━━━━━ STORED DATA ━━━━━

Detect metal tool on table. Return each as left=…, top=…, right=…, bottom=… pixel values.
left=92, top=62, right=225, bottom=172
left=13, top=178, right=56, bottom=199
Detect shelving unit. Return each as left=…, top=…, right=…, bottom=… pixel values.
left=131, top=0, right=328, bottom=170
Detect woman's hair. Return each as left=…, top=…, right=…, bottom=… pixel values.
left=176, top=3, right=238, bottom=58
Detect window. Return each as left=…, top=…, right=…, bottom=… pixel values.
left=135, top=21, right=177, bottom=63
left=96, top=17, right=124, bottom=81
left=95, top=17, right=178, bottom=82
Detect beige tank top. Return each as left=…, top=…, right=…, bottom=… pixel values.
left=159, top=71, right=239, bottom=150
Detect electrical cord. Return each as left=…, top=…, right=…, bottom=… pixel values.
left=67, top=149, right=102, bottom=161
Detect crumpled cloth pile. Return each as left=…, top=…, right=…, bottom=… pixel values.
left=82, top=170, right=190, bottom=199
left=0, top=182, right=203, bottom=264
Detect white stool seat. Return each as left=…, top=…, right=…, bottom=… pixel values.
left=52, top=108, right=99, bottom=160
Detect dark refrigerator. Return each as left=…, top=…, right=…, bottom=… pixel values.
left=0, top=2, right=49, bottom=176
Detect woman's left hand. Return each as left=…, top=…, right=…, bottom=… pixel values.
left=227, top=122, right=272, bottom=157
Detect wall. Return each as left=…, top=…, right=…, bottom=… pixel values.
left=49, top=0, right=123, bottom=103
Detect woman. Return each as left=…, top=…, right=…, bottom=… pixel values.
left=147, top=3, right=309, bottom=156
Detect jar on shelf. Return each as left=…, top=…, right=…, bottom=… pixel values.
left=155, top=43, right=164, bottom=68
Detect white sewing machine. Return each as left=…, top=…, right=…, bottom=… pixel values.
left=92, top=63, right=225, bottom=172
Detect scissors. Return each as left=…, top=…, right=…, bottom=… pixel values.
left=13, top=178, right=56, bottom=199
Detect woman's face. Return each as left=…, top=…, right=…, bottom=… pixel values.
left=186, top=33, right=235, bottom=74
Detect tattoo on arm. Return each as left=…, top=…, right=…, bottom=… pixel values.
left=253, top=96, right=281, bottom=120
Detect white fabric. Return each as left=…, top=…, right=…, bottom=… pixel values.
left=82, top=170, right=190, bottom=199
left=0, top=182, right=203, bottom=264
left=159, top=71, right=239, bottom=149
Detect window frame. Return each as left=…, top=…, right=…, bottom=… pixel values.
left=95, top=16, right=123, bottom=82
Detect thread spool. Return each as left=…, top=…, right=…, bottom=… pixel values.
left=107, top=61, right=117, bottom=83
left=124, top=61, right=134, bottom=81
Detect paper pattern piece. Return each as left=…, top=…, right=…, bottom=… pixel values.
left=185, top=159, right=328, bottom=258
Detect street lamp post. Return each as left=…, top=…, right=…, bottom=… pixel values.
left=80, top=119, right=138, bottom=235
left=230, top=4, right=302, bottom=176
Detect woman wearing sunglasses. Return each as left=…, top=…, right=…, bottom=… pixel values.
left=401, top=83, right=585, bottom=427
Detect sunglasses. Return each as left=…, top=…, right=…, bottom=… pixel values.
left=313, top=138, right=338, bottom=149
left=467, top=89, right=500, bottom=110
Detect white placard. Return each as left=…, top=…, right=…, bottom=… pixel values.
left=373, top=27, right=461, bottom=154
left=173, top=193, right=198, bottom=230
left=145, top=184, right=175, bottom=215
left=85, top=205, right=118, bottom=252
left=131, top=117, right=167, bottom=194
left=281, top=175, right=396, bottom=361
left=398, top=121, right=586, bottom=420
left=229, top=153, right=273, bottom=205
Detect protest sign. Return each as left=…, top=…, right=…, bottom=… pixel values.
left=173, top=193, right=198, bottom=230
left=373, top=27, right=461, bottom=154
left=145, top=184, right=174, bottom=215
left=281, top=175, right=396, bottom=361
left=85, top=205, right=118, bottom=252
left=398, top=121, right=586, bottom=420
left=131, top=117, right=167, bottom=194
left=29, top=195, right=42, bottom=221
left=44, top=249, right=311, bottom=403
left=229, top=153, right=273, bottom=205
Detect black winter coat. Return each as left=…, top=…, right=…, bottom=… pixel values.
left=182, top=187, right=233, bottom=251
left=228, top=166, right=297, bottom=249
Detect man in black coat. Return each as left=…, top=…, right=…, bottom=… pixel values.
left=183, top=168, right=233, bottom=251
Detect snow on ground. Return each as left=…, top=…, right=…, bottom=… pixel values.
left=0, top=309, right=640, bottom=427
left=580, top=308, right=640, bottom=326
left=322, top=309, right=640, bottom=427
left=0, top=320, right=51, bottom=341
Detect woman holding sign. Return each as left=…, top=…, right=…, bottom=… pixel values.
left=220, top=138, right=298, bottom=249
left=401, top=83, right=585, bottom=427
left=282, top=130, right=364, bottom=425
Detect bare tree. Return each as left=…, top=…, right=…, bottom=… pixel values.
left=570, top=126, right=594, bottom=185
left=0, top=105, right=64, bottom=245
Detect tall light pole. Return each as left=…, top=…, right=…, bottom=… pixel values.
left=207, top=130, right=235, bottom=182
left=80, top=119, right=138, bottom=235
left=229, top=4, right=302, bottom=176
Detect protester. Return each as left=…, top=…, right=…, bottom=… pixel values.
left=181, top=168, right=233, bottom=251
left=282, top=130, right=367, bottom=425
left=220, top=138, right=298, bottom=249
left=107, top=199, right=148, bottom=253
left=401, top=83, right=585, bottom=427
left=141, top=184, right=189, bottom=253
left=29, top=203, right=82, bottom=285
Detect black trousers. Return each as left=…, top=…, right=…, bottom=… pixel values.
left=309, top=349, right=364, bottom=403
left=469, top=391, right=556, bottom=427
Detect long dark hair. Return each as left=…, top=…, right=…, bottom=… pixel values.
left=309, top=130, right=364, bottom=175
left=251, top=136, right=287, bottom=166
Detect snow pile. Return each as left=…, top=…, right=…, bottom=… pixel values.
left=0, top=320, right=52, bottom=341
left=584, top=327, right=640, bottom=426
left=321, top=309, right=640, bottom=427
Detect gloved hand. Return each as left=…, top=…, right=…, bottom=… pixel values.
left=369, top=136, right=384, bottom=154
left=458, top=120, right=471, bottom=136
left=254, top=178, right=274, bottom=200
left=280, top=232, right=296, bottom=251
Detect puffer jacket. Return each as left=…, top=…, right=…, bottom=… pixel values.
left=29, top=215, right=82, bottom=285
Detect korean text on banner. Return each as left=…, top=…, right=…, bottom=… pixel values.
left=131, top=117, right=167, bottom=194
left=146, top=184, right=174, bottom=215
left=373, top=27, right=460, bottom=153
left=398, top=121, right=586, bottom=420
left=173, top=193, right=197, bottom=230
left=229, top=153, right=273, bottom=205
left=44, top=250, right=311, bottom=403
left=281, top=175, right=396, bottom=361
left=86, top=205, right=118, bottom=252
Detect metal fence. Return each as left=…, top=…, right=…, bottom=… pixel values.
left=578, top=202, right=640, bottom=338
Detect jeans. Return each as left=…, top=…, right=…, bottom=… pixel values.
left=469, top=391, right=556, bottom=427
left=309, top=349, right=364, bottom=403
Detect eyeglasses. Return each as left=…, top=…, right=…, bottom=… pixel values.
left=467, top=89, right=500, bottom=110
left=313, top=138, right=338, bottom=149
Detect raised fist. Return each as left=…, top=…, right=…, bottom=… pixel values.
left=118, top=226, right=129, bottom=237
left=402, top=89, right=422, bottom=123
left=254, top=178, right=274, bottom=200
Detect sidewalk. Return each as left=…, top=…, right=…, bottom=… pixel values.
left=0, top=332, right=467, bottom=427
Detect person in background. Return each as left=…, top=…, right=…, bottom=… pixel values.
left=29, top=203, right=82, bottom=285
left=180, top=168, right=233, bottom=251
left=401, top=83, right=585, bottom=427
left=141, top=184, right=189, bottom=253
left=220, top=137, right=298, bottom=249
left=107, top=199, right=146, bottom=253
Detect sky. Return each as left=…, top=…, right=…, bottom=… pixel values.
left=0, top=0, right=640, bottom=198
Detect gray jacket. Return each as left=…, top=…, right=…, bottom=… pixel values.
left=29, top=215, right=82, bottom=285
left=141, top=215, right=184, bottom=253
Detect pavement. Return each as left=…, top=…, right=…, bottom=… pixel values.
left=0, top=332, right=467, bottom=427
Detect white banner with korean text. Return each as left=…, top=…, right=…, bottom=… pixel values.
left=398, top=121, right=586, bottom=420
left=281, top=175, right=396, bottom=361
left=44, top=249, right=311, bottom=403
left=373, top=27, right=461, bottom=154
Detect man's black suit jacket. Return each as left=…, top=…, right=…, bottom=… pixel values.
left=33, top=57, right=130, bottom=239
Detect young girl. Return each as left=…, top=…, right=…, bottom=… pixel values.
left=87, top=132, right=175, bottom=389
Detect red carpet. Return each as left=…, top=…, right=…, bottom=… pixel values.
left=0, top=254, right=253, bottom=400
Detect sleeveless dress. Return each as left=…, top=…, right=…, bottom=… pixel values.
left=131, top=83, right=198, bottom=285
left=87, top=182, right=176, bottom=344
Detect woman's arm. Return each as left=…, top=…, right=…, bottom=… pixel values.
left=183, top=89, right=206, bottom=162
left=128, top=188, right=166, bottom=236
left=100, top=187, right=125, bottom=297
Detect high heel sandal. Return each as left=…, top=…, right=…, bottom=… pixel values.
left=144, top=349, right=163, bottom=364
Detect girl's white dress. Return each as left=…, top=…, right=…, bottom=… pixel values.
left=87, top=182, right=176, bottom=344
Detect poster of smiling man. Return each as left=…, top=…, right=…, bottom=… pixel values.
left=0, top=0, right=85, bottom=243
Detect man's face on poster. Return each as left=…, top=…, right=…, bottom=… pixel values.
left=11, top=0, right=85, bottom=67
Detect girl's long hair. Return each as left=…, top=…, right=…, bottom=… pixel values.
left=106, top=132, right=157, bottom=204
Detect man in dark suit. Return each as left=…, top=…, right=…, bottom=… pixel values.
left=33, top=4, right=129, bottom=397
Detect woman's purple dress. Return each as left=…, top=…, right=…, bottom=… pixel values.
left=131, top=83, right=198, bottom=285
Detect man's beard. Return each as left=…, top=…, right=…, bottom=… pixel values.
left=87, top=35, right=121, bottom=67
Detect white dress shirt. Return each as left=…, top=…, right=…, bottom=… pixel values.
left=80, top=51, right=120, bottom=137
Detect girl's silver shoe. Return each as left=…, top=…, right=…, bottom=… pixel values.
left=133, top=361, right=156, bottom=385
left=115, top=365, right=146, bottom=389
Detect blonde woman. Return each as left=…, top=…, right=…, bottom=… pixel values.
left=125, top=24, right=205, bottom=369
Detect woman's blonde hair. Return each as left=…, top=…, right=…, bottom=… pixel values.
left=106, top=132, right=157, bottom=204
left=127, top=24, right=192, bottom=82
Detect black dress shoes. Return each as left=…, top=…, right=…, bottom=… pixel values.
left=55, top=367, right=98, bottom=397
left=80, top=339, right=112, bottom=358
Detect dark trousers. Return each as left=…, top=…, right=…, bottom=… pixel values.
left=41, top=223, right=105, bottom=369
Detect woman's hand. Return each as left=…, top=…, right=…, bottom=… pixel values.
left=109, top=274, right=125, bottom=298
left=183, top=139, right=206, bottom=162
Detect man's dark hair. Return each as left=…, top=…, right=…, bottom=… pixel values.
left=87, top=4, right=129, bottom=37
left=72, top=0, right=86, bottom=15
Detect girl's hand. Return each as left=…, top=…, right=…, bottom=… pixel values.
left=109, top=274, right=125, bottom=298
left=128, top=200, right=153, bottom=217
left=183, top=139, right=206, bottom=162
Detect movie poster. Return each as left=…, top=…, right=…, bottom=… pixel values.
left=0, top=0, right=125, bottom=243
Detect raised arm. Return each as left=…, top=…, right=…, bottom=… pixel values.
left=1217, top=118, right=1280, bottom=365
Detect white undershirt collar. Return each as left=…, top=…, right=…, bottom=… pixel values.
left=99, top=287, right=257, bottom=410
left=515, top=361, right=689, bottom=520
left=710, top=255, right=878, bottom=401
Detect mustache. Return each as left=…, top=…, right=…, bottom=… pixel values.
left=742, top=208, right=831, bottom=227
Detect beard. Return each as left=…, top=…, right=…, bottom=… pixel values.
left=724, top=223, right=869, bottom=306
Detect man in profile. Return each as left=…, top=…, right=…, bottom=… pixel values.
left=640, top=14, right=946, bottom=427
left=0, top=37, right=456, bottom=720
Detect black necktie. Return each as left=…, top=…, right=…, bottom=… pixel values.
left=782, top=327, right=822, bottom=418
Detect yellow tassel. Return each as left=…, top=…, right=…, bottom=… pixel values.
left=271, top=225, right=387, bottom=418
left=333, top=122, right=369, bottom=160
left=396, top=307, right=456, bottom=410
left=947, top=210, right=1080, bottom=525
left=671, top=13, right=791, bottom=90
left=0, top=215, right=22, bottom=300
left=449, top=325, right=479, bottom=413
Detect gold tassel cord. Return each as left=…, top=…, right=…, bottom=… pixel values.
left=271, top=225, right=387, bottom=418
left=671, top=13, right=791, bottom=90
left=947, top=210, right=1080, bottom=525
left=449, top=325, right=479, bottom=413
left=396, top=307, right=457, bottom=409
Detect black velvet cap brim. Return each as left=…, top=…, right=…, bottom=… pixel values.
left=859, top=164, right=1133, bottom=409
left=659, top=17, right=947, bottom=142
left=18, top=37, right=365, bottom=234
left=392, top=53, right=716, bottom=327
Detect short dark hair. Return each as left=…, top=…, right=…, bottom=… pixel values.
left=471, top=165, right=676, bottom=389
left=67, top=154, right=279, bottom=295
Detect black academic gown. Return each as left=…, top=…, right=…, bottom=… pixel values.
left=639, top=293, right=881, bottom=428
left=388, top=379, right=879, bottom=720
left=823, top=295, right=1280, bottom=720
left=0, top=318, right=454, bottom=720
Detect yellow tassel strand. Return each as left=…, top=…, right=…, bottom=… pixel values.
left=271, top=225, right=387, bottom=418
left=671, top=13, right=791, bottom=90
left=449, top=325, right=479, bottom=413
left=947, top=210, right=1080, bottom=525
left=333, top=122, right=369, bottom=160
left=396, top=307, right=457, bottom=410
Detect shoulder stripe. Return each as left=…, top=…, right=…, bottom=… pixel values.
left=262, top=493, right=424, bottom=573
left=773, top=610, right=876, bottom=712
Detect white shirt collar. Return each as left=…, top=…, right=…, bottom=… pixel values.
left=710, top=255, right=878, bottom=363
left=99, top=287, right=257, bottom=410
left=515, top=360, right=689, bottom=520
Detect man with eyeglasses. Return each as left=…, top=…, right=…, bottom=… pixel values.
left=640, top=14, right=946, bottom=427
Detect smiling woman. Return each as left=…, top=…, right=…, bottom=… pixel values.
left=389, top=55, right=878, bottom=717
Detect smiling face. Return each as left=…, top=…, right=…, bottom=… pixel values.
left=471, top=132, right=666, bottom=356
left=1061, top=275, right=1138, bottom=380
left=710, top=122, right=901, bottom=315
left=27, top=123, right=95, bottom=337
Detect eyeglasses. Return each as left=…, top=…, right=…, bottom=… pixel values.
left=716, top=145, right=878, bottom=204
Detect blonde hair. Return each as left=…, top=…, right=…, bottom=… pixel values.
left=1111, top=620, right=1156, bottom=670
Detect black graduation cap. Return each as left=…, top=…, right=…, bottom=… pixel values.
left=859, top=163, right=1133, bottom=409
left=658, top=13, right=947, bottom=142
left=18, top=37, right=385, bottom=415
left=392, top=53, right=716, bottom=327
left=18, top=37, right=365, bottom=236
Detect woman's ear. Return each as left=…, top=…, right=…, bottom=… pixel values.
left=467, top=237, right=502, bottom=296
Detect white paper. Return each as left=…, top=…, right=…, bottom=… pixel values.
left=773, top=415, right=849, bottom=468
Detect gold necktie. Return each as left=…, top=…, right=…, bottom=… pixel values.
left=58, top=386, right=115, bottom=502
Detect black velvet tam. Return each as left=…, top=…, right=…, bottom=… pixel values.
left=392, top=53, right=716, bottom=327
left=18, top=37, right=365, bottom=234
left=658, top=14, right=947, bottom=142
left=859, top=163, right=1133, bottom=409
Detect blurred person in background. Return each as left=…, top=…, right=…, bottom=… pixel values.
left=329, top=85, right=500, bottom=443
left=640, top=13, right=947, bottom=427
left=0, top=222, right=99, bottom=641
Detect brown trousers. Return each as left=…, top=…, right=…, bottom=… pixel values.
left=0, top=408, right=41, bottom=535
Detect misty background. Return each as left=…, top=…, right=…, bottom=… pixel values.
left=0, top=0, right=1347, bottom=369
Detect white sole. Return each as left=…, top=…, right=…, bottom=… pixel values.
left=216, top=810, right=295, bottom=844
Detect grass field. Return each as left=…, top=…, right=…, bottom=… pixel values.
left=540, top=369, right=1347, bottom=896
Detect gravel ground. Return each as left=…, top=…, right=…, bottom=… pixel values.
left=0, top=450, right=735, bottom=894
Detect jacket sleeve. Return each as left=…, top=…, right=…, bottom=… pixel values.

━━━━━

Update the rows starting with the line with "Detect black winter" and going on through the line with "left=183, top=168, right=233, bottom=251" by changing "black" to "dark" and leaving everything else the same. Give only those lines.

TASK OUTPUT:
Detect dark winter coat. Return each as left=…, top=…, right=…, bottom=… pixel values.
left=182, top=187, right=233, bottom=251
left=228, top=166, right=297, bottom=249
Detect man in dark coat. Return each as left=…, top=…, right=…, bottom=… pixel values.
left=183, top=168, right=233, bottom=251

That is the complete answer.